» AIM OF THE EXERCISE
Every line in the listing below from the one with "Basketball game film review: mark the wooden" through the one with "Basketball game film review: mark the blue" is to be reproduced exactly, both ends included; leave out the rest.

MATERIAL PROVIDED section start

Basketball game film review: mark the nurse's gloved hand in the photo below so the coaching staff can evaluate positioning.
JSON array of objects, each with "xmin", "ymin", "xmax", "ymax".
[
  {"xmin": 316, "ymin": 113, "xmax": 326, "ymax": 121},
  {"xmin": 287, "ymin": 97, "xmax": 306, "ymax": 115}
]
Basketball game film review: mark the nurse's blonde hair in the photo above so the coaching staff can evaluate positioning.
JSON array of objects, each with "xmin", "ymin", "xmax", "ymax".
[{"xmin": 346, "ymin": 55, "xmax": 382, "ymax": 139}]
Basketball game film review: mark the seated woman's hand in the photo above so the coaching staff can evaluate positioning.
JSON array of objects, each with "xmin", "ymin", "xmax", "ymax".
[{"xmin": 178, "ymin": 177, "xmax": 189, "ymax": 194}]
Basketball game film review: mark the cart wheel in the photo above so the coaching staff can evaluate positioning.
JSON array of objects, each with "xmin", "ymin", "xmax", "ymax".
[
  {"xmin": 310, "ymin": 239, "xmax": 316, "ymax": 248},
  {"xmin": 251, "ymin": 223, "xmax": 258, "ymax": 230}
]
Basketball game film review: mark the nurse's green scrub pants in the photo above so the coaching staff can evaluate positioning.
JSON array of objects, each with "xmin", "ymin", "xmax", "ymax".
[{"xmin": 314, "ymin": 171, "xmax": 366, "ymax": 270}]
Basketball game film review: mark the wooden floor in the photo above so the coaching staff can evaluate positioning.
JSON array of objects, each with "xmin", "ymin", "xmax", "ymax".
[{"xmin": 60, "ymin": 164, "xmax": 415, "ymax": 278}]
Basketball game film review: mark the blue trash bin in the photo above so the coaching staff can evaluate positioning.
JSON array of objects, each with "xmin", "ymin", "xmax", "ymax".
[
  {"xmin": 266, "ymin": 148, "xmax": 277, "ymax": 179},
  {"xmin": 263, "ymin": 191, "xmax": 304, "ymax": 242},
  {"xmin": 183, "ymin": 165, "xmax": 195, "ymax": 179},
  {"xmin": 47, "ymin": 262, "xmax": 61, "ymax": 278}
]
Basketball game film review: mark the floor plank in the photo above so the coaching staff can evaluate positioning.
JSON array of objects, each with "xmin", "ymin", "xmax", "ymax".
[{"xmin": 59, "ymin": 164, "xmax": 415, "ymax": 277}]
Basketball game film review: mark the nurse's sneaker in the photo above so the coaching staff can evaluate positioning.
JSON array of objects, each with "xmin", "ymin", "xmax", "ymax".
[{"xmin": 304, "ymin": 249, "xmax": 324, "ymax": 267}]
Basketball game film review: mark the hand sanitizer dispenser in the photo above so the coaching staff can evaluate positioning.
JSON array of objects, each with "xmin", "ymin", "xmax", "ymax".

MATERIAL PROVIDED section end

» SOLUTION TO THIS TASK
Basketball game film review: mark the wooden floor in the photo above so the coaching staff can evaluate positioning.
JSON array of objects, each with "xmin", "ymin", "xmax", "ymax".
[{"xmin": 60, "ymin": 164, "xmax": 415, "ymax": 278}]
Basketball game film review: mark the blue trash bin in the photo above so the coaching staff can evaluate positioning.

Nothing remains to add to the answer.